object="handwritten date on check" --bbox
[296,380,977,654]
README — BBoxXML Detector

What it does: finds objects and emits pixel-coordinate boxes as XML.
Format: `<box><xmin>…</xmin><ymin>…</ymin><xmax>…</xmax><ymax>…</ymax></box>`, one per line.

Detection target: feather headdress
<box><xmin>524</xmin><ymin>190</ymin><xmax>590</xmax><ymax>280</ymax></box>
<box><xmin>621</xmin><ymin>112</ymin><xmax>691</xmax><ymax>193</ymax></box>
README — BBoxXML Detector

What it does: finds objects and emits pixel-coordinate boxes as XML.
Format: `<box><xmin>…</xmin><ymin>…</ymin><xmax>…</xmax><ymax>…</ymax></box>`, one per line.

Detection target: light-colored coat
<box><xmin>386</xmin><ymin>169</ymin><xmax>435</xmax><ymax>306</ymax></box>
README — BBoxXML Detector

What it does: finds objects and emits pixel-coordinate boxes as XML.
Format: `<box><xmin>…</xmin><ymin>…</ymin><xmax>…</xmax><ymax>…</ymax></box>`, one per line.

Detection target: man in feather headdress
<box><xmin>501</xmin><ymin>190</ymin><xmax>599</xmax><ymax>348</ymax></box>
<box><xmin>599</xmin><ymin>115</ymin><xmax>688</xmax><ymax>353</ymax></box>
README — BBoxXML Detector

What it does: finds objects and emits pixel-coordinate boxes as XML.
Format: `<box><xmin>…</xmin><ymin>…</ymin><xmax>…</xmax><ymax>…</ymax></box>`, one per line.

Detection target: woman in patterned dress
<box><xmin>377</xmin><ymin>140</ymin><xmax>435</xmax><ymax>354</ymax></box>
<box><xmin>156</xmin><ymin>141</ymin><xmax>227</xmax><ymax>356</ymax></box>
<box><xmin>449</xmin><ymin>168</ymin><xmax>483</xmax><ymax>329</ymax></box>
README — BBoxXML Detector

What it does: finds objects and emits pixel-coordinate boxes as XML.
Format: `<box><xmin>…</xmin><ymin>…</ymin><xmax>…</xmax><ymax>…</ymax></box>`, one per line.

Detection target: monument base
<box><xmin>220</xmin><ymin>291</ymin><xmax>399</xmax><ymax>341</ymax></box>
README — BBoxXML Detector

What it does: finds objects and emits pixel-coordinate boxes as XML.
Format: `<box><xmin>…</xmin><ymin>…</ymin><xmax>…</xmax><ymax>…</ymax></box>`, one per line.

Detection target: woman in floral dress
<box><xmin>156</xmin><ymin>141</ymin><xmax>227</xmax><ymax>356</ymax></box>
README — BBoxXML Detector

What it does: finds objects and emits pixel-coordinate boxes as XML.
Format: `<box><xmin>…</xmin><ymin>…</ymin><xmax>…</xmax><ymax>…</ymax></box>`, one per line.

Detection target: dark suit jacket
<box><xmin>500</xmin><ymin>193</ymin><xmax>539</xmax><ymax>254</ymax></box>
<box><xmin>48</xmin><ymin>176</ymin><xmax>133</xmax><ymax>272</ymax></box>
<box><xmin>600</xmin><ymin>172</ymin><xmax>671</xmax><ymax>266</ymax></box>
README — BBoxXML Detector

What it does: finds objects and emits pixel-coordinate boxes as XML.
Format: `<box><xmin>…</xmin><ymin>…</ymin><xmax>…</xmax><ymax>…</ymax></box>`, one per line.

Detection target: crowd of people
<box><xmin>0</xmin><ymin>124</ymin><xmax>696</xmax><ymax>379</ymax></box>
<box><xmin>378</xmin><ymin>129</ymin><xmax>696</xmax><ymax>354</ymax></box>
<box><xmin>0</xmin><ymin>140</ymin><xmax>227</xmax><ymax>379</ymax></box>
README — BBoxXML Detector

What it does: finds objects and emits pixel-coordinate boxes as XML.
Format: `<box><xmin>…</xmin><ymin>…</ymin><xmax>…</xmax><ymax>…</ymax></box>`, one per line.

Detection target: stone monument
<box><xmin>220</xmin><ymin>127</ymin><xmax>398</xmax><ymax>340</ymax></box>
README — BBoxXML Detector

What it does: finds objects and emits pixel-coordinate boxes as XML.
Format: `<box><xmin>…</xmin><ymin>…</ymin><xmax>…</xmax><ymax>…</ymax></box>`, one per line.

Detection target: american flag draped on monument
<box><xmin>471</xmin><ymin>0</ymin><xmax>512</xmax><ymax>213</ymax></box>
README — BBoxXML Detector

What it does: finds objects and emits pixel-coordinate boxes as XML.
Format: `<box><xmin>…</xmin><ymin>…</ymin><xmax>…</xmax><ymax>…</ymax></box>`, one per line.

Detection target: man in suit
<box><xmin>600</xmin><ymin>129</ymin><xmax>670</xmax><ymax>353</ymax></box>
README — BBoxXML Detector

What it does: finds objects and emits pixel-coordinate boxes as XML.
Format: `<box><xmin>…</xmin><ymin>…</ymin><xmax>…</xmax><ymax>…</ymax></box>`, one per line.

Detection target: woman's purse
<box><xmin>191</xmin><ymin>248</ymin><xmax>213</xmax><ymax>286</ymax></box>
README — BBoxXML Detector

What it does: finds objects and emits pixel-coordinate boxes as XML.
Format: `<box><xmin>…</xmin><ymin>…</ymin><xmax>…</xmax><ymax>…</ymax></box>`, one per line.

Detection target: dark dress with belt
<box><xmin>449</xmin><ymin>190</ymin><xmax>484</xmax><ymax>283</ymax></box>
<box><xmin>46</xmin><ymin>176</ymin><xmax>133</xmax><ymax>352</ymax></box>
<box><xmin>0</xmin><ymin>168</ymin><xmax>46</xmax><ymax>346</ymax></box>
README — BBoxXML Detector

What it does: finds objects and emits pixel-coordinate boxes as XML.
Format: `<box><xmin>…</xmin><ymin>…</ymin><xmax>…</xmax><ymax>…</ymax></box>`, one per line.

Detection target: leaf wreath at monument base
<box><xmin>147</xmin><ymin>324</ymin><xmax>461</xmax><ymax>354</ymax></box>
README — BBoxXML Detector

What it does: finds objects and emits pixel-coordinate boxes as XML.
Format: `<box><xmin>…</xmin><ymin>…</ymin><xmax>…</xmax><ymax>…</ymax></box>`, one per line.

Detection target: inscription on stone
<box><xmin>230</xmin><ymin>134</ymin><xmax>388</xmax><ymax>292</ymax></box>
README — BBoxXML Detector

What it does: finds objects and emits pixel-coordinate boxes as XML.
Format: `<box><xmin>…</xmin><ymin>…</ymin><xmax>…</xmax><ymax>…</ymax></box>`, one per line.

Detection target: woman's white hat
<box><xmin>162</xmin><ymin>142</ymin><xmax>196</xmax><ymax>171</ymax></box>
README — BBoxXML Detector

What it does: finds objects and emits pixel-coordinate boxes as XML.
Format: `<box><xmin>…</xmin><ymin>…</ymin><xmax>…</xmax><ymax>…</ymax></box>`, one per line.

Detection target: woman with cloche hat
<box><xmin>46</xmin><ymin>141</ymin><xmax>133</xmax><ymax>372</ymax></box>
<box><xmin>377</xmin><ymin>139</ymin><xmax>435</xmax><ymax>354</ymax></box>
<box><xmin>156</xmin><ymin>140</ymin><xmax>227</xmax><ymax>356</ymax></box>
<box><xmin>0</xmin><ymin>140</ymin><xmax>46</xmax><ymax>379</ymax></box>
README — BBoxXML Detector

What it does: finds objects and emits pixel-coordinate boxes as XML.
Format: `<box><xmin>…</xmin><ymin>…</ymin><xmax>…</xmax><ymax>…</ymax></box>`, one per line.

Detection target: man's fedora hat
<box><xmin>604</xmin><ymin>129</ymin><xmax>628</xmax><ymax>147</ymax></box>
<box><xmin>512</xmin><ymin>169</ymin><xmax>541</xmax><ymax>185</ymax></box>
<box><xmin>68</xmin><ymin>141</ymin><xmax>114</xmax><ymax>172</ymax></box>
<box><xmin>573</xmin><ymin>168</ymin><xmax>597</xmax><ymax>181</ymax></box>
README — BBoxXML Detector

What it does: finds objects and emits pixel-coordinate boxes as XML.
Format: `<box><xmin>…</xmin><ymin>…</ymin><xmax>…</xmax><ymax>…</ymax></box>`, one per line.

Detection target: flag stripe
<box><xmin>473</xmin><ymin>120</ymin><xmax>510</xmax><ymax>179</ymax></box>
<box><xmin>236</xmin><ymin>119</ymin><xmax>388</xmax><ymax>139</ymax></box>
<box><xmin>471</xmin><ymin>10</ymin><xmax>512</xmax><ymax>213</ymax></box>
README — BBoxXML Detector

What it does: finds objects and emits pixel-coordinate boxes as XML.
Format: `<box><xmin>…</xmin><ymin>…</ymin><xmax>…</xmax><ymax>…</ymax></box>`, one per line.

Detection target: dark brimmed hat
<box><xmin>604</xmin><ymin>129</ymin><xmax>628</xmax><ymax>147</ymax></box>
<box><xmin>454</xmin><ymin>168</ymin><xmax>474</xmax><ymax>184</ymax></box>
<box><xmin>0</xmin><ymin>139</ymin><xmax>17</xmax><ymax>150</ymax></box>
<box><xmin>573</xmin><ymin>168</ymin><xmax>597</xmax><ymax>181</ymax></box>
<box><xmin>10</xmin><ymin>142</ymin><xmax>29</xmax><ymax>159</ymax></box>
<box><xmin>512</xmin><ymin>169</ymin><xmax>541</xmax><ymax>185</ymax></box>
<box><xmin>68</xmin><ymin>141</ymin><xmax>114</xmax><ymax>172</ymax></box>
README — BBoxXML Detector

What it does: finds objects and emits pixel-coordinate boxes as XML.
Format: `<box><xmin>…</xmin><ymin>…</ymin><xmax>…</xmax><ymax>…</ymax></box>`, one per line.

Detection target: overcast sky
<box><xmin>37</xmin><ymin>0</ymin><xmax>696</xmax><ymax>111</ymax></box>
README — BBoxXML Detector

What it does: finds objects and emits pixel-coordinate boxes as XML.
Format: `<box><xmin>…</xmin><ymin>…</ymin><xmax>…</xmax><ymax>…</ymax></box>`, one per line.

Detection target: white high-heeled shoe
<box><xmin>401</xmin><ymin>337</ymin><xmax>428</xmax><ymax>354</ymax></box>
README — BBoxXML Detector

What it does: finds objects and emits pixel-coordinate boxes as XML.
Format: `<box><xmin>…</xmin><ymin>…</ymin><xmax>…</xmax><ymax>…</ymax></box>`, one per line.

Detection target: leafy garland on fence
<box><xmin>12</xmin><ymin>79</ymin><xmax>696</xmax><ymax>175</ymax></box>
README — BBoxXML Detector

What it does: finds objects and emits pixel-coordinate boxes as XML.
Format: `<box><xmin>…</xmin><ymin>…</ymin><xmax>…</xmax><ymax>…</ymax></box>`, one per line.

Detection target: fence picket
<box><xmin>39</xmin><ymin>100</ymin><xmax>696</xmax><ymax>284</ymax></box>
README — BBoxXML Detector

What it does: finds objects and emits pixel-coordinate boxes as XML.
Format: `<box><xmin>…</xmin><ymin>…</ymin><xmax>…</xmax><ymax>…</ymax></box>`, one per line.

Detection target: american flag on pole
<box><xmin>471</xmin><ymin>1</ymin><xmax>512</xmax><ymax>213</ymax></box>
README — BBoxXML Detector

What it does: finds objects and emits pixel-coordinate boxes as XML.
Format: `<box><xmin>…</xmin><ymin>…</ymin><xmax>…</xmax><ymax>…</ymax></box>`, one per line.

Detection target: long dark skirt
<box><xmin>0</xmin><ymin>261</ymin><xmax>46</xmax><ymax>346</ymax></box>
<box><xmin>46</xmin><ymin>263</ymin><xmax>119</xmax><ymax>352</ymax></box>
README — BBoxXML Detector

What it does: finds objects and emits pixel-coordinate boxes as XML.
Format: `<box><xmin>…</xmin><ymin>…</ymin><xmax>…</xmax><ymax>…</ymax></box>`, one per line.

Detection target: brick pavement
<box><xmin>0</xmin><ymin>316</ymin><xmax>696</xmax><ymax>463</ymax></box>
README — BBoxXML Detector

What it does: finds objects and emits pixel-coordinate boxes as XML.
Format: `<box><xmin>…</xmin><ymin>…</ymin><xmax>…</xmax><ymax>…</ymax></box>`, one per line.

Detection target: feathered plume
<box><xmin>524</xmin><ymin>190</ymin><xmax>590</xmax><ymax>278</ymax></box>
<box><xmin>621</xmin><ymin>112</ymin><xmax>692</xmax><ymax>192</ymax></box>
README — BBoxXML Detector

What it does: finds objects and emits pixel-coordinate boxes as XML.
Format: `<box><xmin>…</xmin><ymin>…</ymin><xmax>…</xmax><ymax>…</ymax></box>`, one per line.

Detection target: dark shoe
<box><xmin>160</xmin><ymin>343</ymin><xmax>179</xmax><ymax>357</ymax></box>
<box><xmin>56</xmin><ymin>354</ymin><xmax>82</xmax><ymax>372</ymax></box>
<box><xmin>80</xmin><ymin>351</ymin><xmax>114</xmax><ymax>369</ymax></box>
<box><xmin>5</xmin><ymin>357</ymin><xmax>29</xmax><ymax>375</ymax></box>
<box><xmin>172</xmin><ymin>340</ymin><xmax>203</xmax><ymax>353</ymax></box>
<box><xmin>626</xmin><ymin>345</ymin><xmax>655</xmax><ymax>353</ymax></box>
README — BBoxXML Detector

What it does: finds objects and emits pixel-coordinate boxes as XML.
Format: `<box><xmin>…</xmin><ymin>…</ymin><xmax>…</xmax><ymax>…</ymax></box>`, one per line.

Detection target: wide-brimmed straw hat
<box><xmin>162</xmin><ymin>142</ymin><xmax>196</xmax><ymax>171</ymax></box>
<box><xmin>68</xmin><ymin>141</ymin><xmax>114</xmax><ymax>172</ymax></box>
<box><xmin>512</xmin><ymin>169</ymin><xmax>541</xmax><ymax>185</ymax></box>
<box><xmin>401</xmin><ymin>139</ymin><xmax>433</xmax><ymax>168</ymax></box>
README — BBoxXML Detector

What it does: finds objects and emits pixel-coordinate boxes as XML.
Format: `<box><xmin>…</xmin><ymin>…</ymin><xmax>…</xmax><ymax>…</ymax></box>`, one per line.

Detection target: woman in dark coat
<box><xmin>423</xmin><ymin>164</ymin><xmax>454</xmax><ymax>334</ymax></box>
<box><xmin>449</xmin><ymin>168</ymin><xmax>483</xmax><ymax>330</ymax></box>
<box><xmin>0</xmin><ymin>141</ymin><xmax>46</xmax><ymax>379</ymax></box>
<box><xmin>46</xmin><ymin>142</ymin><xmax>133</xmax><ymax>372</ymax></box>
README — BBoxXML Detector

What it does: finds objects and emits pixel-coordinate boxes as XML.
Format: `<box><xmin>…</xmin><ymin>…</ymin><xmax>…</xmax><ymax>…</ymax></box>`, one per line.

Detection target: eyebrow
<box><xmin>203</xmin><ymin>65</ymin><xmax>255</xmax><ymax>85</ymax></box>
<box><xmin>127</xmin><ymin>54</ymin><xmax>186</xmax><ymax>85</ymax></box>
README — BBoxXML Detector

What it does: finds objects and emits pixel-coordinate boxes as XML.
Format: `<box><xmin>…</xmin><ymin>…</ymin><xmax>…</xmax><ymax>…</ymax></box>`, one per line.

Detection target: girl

= = =

Pick out every line of the items above that contains the word "stone", and copy each one. Case counts.

Detection target: stone monument
Detection target: inscription on stone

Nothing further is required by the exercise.